[Begin STORED RECORDS]

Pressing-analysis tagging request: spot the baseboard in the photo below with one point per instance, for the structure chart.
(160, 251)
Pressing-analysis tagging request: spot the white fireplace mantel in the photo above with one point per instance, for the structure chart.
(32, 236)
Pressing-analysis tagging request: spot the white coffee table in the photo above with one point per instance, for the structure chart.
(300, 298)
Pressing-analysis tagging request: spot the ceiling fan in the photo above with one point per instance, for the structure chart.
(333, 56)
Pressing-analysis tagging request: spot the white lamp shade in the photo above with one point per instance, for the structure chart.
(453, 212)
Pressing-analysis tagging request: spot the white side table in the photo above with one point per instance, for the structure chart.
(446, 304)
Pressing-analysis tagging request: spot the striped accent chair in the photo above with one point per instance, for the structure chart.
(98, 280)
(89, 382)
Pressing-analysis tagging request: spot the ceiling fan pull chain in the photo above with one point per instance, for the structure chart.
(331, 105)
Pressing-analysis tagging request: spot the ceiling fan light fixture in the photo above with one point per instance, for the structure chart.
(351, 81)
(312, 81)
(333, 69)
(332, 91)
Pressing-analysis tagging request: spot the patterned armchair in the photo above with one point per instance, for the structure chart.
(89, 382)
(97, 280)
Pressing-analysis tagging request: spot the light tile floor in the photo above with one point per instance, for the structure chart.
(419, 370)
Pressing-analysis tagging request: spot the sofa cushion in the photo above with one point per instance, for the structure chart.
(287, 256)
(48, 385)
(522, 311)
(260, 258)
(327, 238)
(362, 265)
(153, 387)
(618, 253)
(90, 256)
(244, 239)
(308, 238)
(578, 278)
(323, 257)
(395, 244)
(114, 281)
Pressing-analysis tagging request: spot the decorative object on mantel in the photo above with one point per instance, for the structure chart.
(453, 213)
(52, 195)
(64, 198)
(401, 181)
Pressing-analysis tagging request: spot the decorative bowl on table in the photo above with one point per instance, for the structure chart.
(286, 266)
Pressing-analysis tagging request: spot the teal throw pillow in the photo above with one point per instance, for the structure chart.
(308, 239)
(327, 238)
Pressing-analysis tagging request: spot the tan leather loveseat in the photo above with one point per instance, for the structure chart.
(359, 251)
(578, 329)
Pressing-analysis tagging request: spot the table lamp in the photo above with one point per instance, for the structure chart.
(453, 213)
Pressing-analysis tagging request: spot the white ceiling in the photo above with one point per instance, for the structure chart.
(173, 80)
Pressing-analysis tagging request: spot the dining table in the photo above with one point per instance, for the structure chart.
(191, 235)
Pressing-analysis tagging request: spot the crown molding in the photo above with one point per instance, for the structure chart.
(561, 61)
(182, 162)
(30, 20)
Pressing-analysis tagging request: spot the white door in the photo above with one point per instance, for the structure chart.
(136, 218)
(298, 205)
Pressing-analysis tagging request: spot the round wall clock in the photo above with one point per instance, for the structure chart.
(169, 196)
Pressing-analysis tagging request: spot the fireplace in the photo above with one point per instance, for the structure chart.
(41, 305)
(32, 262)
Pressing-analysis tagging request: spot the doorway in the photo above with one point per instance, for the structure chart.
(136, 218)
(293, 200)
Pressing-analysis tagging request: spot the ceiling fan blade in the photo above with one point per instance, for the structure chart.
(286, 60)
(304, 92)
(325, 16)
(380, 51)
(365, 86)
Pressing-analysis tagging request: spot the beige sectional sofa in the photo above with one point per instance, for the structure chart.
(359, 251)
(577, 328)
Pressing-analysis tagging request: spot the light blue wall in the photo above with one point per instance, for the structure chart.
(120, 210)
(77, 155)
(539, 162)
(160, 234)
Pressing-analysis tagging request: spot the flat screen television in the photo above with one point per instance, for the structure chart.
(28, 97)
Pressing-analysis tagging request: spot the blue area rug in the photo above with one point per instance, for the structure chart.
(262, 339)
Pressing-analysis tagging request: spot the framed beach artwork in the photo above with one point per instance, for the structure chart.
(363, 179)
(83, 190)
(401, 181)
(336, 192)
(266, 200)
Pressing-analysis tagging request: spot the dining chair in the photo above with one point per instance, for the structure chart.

[End STORED RECORDS]

--- REQUIRED WORK ---
Arrange every line of the records above as a Markdown table with two columns, "Row" and "Record text", numbering the rows in order and leaving out blank lines.

--- WRITTEN RESPONSE ---
| Row | Record text |
|---|---|
| 1 | Pressing-analysis tagging request: spot the baseboard in the photo below with one point per instance, for the structure chart. |
| 2 | (160, 251) |
| 3 | Pressing-analysis tagging request: spot the white fireplace mantel in the photo above with one point per instance, for the structure chart. |
| 4 | (32, 236) |
| 5 | Pressing-analysis tagging request: spot the white coffee table in the photo above with one point per instance, for the structure chart. |
| 6 | (300, 298) |
| 7 | Pressing-analysis tagging request: spot the ceiling fan in the photo above with one point per instance, for the structure chart. |
| 8 | (333, 56) |
| 9 | Pressing-analysis tagging request: spot the white lamp shade in the photo above with one point per instance, for the structure chart. |
| 10 | (453, 212) |
| 11 | Pressing-analysis tagging request: spot the white side table in the photo above with one point per instance, for the structure chart. |
| 12 | (446, 304) |
| 13 | Pressing-analysis tagging request: spot the striped accent chair in the photo above with one point per instance, for the structure chart. |
| 14 | (98, 280) |
| 15 | (89, 382) |
| 16 | Pressing-analysis tagging request: spot the ceiling fan pull chain in the photo above with one point per instance, for the structure chart. |
| 17 | (331, 105) |
| 18 | Pressing-analysis tagging request: spot the ceiling fan light fixture in the photo above with one point per instance, for the structure chart. |
| 19 | (351, 81) |
| 20 | (312, 81) |
| 21 | (333, 69) |
| 22 | (332, 91) |
| 23 | Pressing-analysis tagging request: spot the patterned armchair in the photo above with one point per instance, for the structure chart. |
| 24 | (89, 382) |
| 25 | (97, 280) |
| 26 | Pressing-analysis tagging request: spot the light tile floor in the photo above with one point per instance, for the structure chart. |
| 27 | (419, 370) |
| 28 | Pressing-analysis tagging request: spot the sofa cushion in the photo above with one point per instance, for the structure chart. |
| 29 | (287, 256) |
| 30 | (48, 385) |
| 31 | (522, 311) |
| 32 | (260, 258) |
| 33 | (327, 238) |
| 34 | (362, 265) |
| 35 | (153, 387) |
| 36 | (618, 253) |
| 37 | (90, 256) |
| 38 | (244, 239) |
| 39 | (308, 238) |
| 40 | (578, 278) |
| 41 | (323, 257) |
| 42 | (395, 244) |
| 43 | (114, 281) |
| 44 | Pressing-analysis tagging request: spot the decorative object on mantel in the photo above with one point per instance, for the structure chart. |
| 45 | (453, 213) |
| 46 | (52, 195) |
| 47 | (64, 198) |
| 48 | (401, 181) |
| 49 | Pressing-analysis tagging request: spot the decorative bowl on table in the photo above with one point per instance, for the structure chart. |
| 50 | (286, 266) |
| 51 | Pressing-analysis tagging request: spot the teal throw pillow in the photo above with one point per instance, for the structure chart. |
| 52 | (308, 239) |
| 53 | (327, 238) |
| 54 | Pressing-analysis tagging request: spot the tan leather loveseat in the photo above with one point per instance, for the structure chart. |
| 55 | (359, 251) |
| 56 | (578, 329) |
| 57 | Pressing-analysis tagging request: spot the table lamp in the photo above with one point per instance, for the structure chart. |
| 58 | (453, 213) |
| 59 | Pressing-analysis tagging request: spot the white ceiling in the photo above with one point per instance, for the structure chart. |
| 60 | (173, 80) |
| 61 | Pressing-analysis tagging request: spot the dining table in the photo above with one point per instance, for the structure chart. |
| 62 | (191, 235) |
| 63 | Pressing-analysis tagging request: spot the crown molding in the photo above with one point per instance, for the structure chart. |
| 64 | (561, 61) |
| 65 | (182, 162) |
| 66 | (30, 20) |
| 67 | Pressing-analysis tagging request: spot the white door in the photo above with one point per instance, for the structure chart. |
| 68 | (136, 218) |
| 69 | (298, 205) |
| 70 | Pressing-analysis tagging request: spot the round wall clock in the photo above with one point per instance, for the structure chart. |
| 71 | (169, 196) |
| 72 | Pressing-analysis tagging request: spot the fireplace in the photo above with one point per instance, for the structure chart. |
| 73 | (41, 305) |
| 74 | (32, 262) |
| 75 | Pressing-analysis tagging request: spot the doorway in the photo above with one point per instance, for the structure chart. |
| 76 | (136, 218) |
| 77 | (293, 200) |
| 78 | Pressing-analysis tagging request: spot the ceiling fan blade in the photo above with one point per instance, for the structure chart. |
| 79 | (286, 60) |
| 80 | (304, 92) |
| 81 | (325, 16) |
| 82 | (380, 51) |
| 83 | (365, 86) |
| 84 | Pressing-analysis tagging request: spot the beige sectional sofa in the photo above with one point per instance, for the structure chart. |
| 85 | (359, 251) |
| 86 | (577, 328) |
| 87 | Pressing-analysis tagging request: spot the light blue wall in the photo above with one point per instance, for the structure chart. |
| 88 | (120, 210) |
| 89 | (77, 155) |
| 90 | (539, 162) |
| 91 | (160, 234) |
| 92 | Pressing-analysis tagging request: spot the flat screen television in the photo above with one point per instance, for the structure chart. |
| 93 | (28, 97) |
| 94 | Pressing-analysis tagging request: spot the blue area rug in the photo above with one point per instance, for the structure chart. |
| 95 | (262, 339) |
| 96 | Pressing-analysis tagging request: spot the framed beach artwork in the photo above with one point per instance, for the structure chart. |
| 97 | (363, 179) |
| 98 | (83, 190) |
| 99 | (401, 181) |
| 100 | (336, 192) |
| 101 | (266, 200) |
| 102 | Pressing-analysis tagging request: spot the dining chair in the photo above with one point per instance, for the structure chart. |